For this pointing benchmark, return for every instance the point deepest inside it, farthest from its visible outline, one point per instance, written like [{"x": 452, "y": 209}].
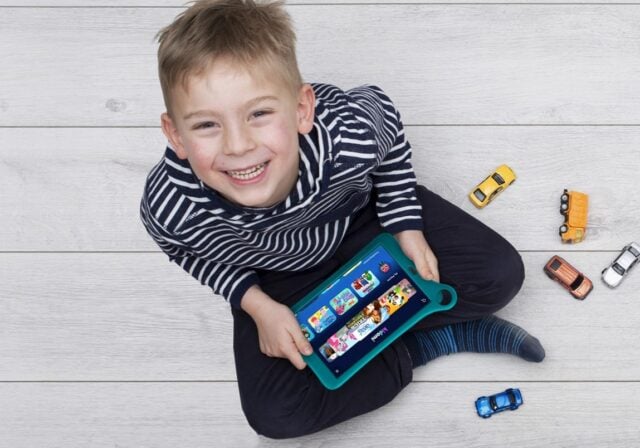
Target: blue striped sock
[{"x": 487, "y": 335}]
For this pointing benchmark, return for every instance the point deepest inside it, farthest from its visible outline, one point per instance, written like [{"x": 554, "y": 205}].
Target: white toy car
[{"x": 613, "y": 275}]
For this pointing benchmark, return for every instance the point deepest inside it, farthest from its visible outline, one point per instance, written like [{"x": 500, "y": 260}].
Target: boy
[{"x": 269, "y": 184}]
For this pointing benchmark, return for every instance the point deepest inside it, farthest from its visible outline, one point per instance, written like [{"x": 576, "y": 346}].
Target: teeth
[{"x": 248, "y": 173}]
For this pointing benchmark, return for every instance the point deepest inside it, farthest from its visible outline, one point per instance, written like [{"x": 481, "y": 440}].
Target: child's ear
[
  {"x": 306, "y": 108},
  {"x": 171, "y": 132}
]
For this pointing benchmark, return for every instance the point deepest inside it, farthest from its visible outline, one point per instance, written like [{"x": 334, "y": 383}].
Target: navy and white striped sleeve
[
  {"x": 230, "y": 282},
  {"x": 397, "y": 206}
]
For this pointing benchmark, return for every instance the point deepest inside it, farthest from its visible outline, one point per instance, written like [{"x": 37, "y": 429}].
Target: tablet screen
[{"x": 370, "y": 301}]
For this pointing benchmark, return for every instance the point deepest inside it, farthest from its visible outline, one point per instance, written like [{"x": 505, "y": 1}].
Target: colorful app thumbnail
[
  {"x": 307, "y": 332},
  {"x": 321, "y": 319},
  {"x": 343, "y": 301},
  {"x": 342, "y": 341},
  {"x": 397, "y": 295},
  {"x": 365, "y": 283},
  {"x": 328, "y": 352}
]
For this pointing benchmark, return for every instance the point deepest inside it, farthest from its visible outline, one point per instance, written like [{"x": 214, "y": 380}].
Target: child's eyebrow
[{"x": 247, "y": 105}]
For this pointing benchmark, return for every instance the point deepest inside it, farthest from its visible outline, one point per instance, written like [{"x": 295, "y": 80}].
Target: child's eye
[
  {"x": 260, "y": 113},
  {"x": 204, "y": 125}
]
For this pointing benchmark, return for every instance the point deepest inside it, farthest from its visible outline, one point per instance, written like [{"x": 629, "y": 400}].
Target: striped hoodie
[{"x": 357, "y": 144}]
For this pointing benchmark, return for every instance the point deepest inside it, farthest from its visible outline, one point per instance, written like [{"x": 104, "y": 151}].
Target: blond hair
[{"x": 249, "y": 33}]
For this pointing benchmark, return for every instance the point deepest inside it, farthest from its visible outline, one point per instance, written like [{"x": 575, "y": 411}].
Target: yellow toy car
[
  {"x": 574, "y": 206},
  {"x": 489, "y": 188}
]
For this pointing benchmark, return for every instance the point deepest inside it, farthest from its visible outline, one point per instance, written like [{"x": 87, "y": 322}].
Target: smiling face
[{"x": 239, "y": 132}]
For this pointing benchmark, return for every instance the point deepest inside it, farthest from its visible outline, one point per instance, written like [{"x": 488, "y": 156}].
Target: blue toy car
[{"x": 509, "y": 399}]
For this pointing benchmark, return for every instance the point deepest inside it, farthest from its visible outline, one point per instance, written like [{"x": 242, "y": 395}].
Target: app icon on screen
[
  {"x": 307, "y": 333},
  {"x": 365, "y": 283},
  {"x": 343, "y": 301},
  {"x": 321, "y": 319}
]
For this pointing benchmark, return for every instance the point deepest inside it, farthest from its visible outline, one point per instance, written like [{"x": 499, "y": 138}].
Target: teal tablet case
[{"x": 442, "y": 297}]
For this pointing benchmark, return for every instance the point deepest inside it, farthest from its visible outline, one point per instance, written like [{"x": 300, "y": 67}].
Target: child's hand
[
  {"x": 279, "y": 332},
  {"x": 415, "y": 246}
]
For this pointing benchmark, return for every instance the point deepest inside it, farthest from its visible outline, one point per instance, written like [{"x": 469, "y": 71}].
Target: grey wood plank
[
  {"x": 79, "y": 189},
  {"x": 197, "y": 415},
  {"x": 126, "y": 317},
  {"x": 444, "y": 64}
]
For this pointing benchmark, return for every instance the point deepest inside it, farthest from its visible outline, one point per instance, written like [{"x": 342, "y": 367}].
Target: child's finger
[
  {"x": 302, "y": 344},
  {"x": 295, "y": 357},
  {"x": 423, "y": 269}
]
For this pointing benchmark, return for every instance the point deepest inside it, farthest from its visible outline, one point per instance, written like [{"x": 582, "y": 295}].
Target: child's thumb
[{"x": 423, "y": 269}]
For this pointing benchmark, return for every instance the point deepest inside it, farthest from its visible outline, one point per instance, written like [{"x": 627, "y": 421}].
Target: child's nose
[{"x": 238, "y": 141}]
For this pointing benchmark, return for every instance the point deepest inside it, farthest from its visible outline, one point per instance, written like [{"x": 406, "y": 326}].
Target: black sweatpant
[{"x": 281, "y": 401}]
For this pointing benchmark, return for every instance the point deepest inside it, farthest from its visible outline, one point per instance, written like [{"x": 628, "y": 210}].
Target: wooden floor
[{"x": 104, "y": 343}]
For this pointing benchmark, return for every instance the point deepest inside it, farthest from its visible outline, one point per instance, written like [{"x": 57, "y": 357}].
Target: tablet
[{"x": 363, "y": 307}]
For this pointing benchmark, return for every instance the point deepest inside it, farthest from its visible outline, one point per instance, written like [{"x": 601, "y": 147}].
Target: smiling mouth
[{"x": 248, "y": 173}]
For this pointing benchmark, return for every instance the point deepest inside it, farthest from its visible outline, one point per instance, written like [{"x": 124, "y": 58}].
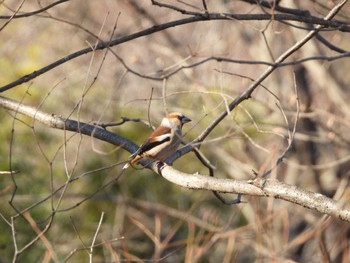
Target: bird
[{"x": 163, "y": 141}]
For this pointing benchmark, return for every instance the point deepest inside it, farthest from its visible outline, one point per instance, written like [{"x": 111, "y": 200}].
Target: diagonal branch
[
  {"x": 258, "y": 187},
  {"x": 197, "y": 17}
]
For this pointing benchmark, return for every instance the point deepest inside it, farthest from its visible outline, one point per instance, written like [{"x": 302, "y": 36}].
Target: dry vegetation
[{"x": 63, "y": 197}]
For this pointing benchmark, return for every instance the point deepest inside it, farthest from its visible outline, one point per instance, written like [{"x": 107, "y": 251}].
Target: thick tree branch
[{"x": 257, "y": 187}]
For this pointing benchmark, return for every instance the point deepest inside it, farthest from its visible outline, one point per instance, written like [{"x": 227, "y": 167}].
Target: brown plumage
[{"x": 163, "y": 141}]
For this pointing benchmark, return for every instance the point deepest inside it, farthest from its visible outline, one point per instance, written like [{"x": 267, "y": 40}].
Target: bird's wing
[{"x": 160, "y": 135}]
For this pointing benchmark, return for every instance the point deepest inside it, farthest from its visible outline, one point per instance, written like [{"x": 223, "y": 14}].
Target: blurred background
[{"x": 143, "y": 217}]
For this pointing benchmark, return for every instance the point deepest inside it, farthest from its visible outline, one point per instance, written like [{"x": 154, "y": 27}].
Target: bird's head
[{"x": 175, "y": 119}]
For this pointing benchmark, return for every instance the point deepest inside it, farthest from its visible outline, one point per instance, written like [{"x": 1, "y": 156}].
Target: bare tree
[{"x": 84, "y": 82}]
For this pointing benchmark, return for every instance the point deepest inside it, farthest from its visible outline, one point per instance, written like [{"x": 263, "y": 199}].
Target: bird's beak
[{"x": 184, "y": 120}]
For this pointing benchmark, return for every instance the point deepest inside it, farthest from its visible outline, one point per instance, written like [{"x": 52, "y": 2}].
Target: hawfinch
[{"x": 163, "y": 141}]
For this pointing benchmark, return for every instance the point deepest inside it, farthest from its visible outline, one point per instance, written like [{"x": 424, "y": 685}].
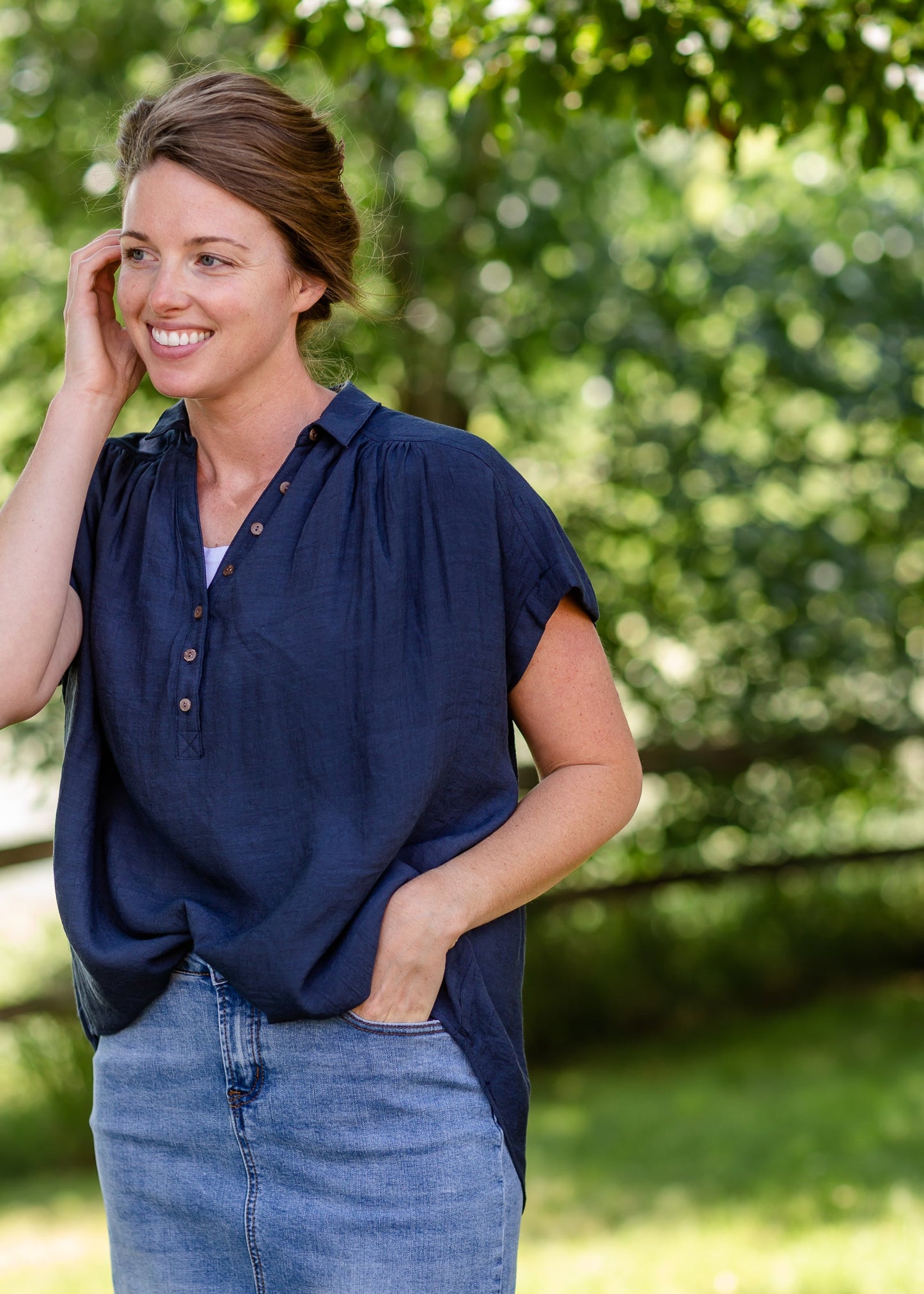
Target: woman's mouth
[{"x": 176, "y": 343}]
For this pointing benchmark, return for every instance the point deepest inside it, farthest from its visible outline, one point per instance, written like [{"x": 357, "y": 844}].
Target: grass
[{"x": 782, "y": 1156}]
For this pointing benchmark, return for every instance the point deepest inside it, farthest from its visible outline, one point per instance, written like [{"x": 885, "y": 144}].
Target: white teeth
[{"x": 165, "y": 338}]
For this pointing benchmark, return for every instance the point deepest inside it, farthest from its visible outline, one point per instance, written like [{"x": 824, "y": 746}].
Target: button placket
[{"x": 188, "y": 698}]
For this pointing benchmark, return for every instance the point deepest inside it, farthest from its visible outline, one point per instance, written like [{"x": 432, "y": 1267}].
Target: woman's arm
[
  {"x": 568, "y": 711},
  {"x": 42, "y": 619}
]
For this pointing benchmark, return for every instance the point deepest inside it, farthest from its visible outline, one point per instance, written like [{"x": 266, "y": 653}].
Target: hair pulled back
[{"x": 259, "y": 144}]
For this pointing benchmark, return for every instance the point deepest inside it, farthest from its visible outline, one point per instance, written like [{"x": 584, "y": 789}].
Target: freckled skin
[{"x": 246, "y": 296}]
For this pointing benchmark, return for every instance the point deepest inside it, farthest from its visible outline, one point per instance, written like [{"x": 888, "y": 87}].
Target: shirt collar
[{"x": 346, "y": 414}]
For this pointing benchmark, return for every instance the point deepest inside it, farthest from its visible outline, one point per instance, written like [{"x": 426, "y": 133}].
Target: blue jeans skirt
[{"x": 331, "y": 1156}]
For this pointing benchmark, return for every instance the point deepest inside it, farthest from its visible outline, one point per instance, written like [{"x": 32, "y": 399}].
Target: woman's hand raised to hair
[{"x": 100, "y": 359}]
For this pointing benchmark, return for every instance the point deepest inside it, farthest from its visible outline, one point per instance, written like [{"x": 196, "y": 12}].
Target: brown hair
[{"x": 259, "y": 144}]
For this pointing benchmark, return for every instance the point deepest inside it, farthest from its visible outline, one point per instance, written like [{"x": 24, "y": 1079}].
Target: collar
[{"x": 346, "y": 414}]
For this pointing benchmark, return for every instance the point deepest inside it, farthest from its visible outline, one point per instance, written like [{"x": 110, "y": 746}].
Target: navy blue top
[{"x": 251, "y": 769}]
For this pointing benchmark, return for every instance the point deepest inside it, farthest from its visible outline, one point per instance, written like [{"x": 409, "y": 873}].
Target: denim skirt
[{"x": 336, "y": 1156}]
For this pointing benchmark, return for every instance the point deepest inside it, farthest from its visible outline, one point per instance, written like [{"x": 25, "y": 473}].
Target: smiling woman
[{"x": 294, "y": 629}]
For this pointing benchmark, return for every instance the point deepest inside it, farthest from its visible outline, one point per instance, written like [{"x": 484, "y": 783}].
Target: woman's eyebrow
[{"x": 191, "y": 242}]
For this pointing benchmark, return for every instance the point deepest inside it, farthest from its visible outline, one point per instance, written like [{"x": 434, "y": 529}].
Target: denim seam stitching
[
  {"x": 236, "y": 1107},
  {"x": 395, "y": 1029}
]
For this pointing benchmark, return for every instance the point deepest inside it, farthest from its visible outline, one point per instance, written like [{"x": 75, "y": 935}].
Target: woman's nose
[{"x": 168, "y": 290}]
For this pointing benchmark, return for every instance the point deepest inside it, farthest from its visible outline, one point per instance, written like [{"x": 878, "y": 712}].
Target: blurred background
[{"x": 668, "y": 258}]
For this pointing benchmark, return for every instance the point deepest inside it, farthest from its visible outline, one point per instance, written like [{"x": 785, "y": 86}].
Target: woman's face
[{"x": 206, "y": 288}]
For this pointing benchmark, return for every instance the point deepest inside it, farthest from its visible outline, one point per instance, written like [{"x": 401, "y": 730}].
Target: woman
[{"x": 293, "y": 628}]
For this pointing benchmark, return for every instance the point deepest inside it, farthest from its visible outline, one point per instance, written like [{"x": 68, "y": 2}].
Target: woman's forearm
[
  {"x": 38, "y": 530},
  {"x": 553, "y": 830}
]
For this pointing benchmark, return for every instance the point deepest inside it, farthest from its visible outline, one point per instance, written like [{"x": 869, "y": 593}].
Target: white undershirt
[{"x": 214, "y": 560}]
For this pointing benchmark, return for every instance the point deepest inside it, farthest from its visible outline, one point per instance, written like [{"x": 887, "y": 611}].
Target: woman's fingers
[{"x": 86, "y": 263}]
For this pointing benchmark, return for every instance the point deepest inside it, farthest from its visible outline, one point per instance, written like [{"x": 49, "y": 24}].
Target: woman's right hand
[{"x": 100, "y": 359}]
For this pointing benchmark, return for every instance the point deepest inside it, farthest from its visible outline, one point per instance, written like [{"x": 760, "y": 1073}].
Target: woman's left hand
[{"x": 411, "y": 961}]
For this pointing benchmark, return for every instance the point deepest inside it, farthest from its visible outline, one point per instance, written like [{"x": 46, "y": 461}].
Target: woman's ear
[{"x": 307, "y": 292}]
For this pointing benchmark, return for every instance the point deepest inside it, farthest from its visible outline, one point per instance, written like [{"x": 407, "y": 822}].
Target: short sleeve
[
  {"x": 540, "y": 567},
  {"x": 82, "y": 564}
]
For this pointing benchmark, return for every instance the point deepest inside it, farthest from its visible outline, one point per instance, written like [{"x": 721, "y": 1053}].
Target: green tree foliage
[{"x": 591, "y": 244}]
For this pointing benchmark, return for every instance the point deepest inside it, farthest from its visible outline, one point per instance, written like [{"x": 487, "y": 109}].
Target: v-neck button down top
[{"x": 254, "y": 766}]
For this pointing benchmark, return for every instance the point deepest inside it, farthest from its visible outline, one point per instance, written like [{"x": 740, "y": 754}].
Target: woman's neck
[{"x": 242, "y": 436}]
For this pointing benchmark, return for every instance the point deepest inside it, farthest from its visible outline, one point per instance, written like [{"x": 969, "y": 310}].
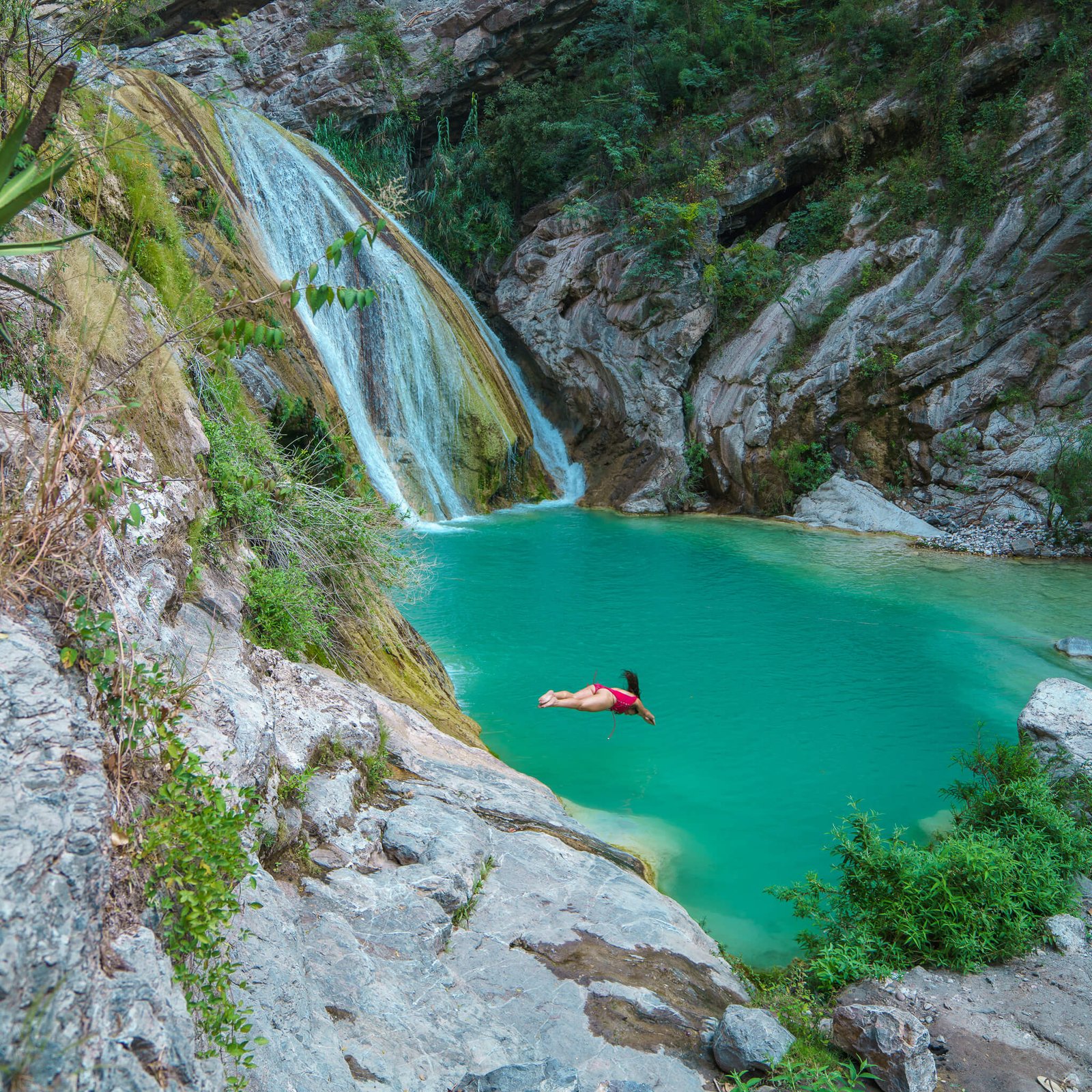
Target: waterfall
[{"x": 429, "y": 391}]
=-=-=-=-=
◆ Your task:
Report each line of the rows above that contains the string "tree". Case counts.

◆ Reply to the exercise:
Target: thick tree branch
Target: bare tree
Target: green tree foliage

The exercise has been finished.